> EXCERPTED RECORDS
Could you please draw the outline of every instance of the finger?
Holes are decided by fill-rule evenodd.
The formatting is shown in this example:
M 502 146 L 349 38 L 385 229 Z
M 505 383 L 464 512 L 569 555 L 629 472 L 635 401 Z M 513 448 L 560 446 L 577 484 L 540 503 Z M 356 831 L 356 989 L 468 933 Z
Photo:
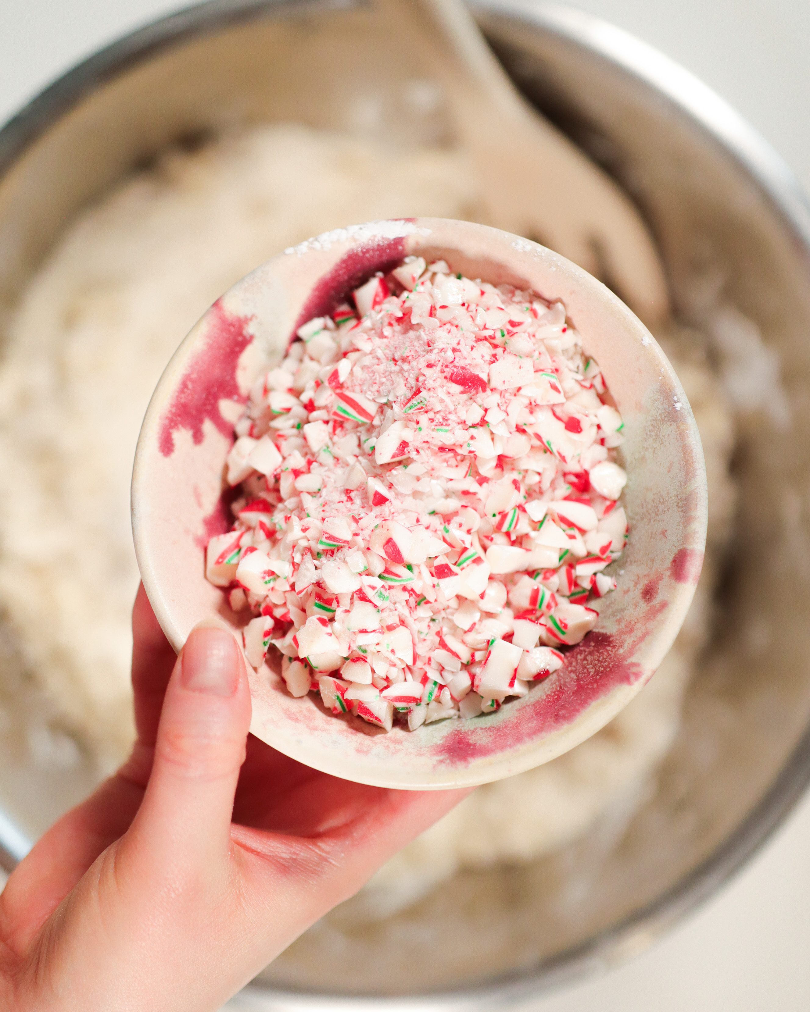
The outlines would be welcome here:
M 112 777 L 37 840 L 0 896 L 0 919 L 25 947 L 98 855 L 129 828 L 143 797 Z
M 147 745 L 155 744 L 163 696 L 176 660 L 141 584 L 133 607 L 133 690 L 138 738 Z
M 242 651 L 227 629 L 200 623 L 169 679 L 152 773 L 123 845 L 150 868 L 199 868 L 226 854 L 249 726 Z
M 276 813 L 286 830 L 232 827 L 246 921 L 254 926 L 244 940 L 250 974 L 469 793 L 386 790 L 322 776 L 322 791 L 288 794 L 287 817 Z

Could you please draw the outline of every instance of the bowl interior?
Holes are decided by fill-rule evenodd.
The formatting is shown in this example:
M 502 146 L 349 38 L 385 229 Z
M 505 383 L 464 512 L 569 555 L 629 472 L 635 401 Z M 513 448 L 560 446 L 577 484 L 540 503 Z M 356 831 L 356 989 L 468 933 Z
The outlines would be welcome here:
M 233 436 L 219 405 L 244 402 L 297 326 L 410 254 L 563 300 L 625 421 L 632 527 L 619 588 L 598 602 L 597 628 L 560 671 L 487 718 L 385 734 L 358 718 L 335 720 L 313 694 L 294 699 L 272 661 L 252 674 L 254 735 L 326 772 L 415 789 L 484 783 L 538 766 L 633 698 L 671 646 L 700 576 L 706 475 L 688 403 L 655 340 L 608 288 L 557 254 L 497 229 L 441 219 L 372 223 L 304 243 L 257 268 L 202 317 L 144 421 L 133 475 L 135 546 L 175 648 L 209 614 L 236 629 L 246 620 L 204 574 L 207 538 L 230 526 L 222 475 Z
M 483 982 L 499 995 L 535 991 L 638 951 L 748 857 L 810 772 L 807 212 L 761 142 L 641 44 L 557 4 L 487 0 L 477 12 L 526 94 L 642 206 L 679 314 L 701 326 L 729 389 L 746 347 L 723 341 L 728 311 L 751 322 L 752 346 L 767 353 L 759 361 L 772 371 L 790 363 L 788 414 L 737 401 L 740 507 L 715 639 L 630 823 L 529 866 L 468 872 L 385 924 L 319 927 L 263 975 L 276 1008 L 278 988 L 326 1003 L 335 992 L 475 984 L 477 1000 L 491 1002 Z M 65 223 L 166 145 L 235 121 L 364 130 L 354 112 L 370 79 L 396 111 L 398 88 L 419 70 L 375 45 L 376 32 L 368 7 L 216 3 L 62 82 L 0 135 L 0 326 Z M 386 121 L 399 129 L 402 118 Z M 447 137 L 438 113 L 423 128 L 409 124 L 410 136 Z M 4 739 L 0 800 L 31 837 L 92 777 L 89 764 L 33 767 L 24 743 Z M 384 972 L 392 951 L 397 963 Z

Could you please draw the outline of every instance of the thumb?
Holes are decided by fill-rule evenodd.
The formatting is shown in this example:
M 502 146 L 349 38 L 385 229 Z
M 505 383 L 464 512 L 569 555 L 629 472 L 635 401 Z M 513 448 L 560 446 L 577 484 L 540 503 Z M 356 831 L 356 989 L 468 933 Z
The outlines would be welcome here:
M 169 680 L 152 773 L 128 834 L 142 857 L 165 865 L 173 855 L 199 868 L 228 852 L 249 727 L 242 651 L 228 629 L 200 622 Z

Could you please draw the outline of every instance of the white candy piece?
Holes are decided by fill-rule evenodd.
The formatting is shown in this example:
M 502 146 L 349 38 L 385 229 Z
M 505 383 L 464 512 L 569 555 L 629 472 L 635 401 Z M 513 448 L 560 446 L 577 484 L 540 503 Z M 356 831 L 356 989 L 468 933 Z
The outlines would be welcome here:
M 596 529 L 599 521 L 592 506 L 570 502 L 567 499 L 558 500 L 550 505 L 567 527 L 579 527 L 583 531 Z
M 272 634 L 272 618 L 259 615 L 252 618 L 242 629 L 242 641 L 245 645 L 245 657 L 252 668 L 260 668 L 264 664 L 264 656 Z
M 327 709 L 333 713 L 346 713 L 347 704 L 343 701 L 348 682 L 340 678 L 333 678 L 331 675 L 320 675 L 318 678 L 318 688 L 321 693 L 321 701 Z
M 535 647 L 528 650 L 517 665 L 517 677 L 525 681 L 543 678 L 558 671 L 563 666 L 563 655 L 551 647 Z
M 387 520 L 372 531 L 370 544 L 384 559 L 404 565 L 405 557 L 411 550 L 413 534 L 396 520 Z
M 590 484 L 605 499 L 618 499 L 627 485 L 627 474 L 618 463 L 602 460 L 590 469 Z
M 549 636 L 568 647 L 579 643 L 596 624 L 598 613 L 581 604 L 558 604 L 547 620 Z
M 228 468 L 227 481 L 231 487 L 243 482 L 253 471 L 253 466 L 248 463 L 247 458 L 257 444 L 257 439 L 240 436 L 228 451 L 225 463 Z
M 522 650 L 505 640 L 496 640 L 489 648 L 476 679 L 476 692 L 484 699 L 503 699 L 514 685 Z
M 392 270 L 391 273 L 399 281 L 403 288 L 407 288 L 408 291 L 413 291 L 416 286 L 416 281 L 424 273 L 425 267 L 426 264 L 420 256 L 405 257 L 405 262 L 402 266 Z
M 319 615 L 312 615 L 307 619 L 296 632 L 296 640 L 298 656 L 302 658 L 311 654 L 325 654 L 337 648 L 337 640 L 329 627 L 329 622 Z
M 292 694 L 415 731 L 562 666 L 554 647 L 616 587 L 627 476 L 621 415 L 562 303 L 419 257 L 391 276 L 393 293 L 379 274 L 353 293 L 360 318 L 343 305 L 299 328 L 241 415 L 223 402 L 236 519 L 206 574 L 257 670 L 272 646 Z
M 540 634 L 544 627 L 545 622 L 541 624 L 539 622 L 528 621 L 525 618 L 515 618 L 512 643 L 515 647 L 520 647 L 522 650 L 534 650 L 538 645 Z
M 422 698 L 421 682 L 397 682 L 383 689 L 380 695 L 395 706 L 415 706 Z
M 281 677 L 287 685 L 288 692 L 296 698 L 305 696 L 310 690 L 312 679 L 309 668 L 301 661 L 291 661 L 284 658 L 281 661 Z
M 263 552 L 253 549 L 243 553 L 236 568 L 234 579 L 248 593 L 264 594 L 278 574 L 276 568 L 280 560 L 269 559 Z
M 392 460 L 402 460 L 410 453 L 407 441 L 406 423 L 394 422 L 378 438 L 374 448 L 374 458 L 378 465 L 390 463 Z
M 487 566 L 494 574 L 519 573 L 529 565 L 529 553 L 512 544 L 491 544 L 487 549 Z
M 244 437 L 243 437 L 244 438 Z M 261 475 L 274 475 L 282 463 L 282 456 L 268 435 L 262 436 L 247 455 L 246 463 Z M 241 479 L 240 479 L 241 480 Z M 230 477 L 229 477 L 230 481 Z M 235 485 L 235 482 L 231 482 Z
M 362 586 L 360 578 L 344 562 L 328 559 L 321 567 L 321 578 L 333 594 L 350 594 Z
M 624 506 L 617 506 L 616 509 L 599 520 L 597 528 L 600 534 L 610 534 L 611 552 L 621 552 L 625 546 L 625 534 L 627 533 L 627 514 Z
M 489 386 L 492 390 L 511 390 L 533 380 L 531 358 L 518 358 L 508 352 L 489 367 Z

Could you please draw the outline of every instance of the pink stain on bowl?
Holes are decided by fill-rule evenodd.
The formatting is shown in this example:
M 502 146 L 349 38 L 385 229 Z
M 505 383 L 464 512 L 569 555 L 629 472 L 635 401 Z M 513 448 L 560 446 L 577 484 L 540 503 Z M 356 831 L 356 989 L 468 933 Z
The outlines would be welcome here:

> TASK PROMPT
Please rewrite the data from the line with "of the thumb?" to the line with "M 169 680 L", replacing "would be welcome" with "belong" and leaving everything else unchanged.

> COMPLETED EXERCISE
Could you please draw the outline of every instance of the thumb?
Holes are decided by fill-rule evenodd.
The formatting is shown in this example:
M 502 146 L 349 38 L 385 229 Z
M 505 383 L 464 512 L 569 555 L 629 472 L 635 401 Z M 513 448 L 560 446 L 577 484 L 540 503 Z M 356 831 L 356 989 L 468 933 Z
The outlines belong here:
M 169 680 L 152 773 L 128 834 L 142 857 L 165 865 L 173 855 L 199 868 L 228 852 L 249 727 L 242 651 L 228 629 L 200 622 Z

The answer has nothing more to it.